Update everything from the start of the entries down through the line containing "[69,278,79,295]", replacing "sneaker" with "shoe" and keeping the rest unchanged. Leave the pictures out of your answer.

# MATERIAL start

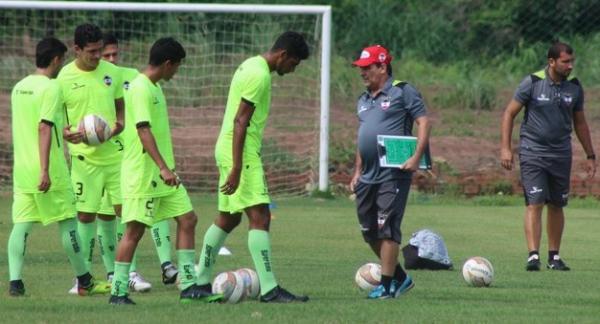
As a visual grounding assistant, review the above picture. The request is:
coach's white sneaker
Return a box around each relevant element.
[129,272,152,292]
[69,278,79,295]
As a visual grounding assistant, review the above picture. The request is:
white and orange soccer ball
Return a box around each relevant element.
[77,115,111,146]
[463,257,494,287]
[236,268,260,299]
[212,271,244,304]
[354,263,381,291]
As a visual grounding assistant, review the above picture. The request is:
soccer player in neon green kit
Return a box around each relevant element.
[57,24,124,292]
[8,38,110,296]
[198,31,309,303]
[109,37,221,305]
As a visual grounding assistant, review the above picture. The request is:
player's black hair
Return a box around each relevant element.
[271,31,310,60]
[148,37,185,66]
[102,32,119,46]
[548,41,573,60]
[75,24,102,49]
[35,37,67,69]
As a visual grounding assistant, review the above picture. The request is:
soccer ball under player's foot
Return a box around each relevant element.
[108,295,135,305]
[8,279,25,297]
[260,286,308,303]
[129,271,152,292]
[161,262,179,285]
[179,284,223,304]
[77,279,111,296]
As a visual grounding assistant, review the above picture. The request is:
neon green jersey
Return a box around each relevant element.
[121,73,176,198]
[11,75,71,193]
[215,55,271,166]
[57,60,123,165]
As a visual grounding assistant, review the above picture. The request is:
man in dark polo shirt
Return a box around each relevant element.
[350,45,429,299]
[500,42,596,271]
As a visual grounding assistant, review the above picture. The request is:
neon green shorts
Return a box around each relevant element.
[121,185,194,226]
[98,190,116,216]
[71,156,121,213]
[12,189,77,225]
[218,165,271,214]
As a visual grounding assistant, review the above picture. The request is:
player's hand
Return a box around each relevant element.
[38,171,52,193]
[350,172,360,192]
[219,168,242,195]
[500,148,513,170]
[400,155,419,172]
[585,160,598,179]
[110,120,125,137]
[63,125,83,144]
[160,168,181,187]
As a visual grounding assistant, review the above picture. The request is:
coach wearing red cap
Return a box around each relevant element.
[350,45,430,299]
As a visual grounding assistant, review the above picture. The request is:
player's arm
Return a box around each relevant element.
[220,98,254,195]
[136,122,179,186]
[350,149,362,192]
[500,98,523,170]
[38,120,54,192]
[573,110,596,178]
[110,98,125,137]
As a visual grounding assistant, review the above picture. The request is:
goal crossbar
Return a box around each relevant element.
[0,0,332,191]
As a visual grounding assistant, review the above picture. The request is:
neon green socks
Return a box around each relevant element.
[110,261,131,296]
[97,218,117,273]
[8,222,33,281]
[198,224,228,285]
[58,218,88,276]
[177,250,196,290]
[150,220,171,265]
[248,229,277,295]
[77,221,96,271]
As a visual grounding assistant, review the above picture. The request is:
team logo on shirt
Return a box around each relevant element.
[381,97,391,110]
[104,75,112,86]
[537,93,550,101]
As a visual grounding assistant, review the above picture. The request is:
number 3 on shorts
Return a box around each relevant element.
[146,198,154,217]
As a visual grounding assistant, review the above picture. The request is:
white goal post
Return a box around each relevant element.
[0,1,332,195]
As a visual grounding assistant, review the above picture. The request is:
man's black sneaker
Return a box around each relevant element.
[260,286,308,303]
[179,284,223,304]
[108,295,135,305]
[8,279,25,297]
[161,262,179,285]
[525,254,542,271]
[547,255,571,271]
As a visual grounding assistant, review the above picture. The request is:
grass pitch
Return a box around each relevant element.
[0,197,600,323]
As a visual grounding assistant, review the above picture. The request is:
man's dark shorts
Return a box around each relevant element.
[519,155,571,207]
[354,179,411,243]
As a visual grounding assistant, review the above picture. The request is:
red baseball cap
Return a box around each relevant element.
[352,45,392,67]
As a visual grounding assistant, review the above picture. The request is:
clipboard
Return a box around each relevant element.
[377,135,431,170]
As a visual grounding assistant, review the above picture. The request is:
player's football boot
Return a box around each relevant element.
[260,286,308,303]
[179,284,223,304]
[108,295,135,305]
[161,262,179,285]
[8,279,25,297]
[390,275,415,298]
[367,285,394,299]
[548,255,571,271]
[77,279,111,296]
[129,271,152,292]
[525,254,542,271]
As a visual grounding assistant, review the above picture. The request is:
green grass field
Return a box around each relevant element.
[0,197,600,323]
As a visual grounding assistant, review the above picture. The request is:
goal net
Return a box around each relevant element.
[0,1,330,195]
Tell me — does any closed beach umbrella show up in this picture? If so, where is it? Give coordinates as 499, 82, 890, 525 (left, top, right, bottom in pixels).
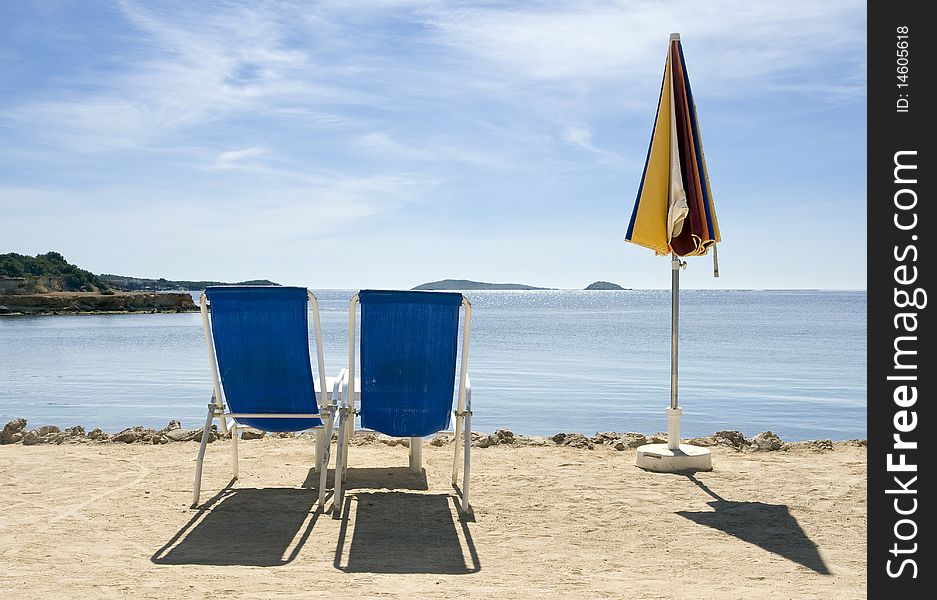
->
625, 33, 721, 471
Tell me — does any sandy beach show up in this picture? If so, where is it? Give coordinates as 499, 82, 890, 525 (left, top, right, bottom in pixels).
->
0, 438, 866, 599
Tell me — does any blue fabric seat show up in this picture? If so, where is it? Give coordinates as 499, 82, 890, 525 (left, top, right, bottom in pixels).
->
205, 286, 324, 431
332, 290, 472, 518
192, 286, 336, 506
358, 290, 462, 437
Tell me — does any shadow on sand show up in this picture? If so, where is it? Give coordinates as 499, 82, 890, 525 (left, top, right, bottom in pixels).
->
677, 475, 830, 575
303, 467, 429, 490
335, 492, 481, 575
150, 482, 321, 567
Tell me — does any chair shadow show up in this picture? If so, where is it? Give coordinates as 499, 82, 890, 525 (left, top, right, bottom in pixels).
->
302, 467, 429, 490
150, 482, 321, 567
677, 475, 831, 575
334, 494, 481, 575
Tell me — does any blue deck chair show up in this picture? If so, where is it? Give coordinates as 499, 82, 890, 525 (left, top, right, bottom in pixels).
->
192, 286, 344, 507
332, 290, 472, 517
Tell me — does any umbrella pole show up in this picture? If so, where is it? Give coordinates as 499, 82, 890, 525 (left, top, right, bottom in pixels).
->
667, 253, 686, 450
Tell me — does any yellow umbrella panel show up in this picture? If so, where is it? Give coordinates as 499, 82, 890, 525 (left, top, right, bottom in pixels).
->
625, 37, 721, 256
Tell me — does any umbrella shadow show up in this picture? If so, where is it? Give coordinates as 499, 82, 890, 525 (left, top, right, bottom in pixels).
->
150, 482, 320, 567
677, 475, 831, 575
334, 492, 481, 575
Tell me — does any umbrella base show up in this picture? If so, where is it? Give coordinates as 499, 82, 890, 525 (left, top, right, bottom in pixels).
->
634, 444, 713, 473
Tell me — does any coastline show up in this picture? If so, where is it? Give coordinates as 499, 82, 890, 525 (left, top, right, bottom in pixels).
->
0, 418, 866, 452
0, 436, 867, 600
0, 292, 198, 317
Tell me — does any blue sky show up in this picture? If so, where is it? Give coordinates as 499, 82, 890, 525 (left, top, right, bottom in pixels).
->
0, 0, 866, 289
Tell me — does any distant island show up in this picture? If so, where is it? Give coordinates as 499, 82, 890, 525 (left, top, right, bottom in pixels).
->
0, 252, 278, 315
585, 281, 625, 290
413, 279, 555, 291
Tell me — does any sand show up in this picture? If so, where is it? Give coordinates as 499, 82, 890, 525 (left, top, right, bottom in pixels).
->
0, 438, 866, 599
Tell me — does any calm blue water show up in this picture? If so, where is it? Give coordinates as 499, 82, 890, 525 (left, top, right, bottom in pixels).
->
0, 290, 866, 440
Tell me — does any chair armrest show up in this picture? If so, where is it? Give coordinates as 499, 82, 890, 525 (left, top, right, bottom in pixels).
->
332, 369, 348, 406
465, 372, 472, 411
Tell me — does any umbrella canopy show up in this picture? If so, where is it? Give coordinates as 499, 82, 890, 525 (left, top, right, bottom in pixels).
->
625, 34, 721, 256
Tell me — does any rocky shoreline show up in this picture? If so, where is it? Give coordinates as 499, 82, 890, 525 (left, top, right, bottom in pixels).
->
0, 419, 866, 452
0, 292, 198, 316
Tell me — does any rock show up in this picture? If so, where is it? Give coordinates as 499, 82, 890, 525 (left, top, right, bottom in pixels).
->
163, 429, 202, 442
0, 419, 26, 444
751, 431, 784, 452
550, 433, 595, 450
713, 430, 749, 450
140, 428, 162, 444
88, 427, 111, 442
472, 435, 498, 448
62, 425, 85, 440
494, 429, 514, 444
807, 440, 833, 452
616, 431, 647, 449
589, 431, 619, 446
614, 431, 647, 452
111, 425, 143, 444
351, 431, 379, 446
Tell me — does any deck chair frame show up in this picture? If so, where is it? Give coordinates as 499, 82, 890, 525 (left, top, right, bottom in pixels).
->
332, 294, 472, 518
192, 290, 345, 508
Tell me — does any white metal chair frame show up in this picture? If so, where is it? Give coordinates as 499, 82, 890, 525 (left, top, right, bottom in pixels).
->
192, 290, 345, 508
332, 294, 472, 518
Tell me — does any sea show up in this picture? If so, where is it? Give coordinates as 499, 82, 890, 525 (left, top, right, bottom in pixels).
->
0, 290, 866, 441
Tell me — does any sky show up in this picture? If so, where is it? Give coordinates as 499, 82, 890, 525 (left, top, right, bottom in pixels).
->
0, 0, 866, 289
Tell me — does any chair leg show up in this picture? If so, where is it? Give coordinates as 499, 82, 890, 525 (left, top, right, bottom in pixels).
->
192, 404, 215, 508
312, 426, 325, 473
410, 437, 423, 473
342, 413, 355, 481
452, 415, 462, 485
229, 421, 238, 479
462, 413, 472, 513
316, 412, 338, 509
332, 409, 348, 519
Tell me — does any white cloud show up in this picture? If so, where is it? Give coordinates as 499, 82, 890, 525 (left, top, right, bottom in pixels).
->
213, 147, 267, 169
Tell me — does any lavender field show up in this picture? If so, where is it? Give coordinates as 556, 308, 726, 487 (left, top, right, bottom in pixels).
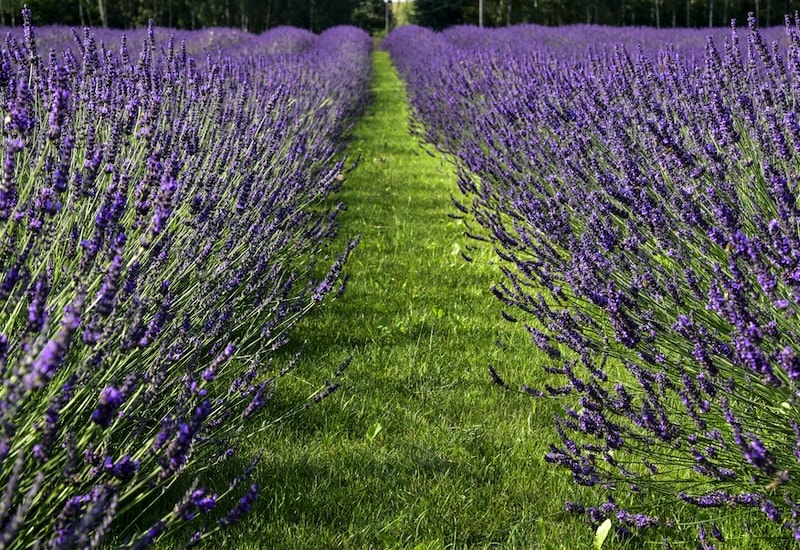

# MATERIAL end

OUTPUT OF THE EXERCISE
As a visual grounding assistant, review the above picture. The request is:
coach's white shoe
Return a box around each relevant element.
[129,272,152,292]
[69,278,79,295]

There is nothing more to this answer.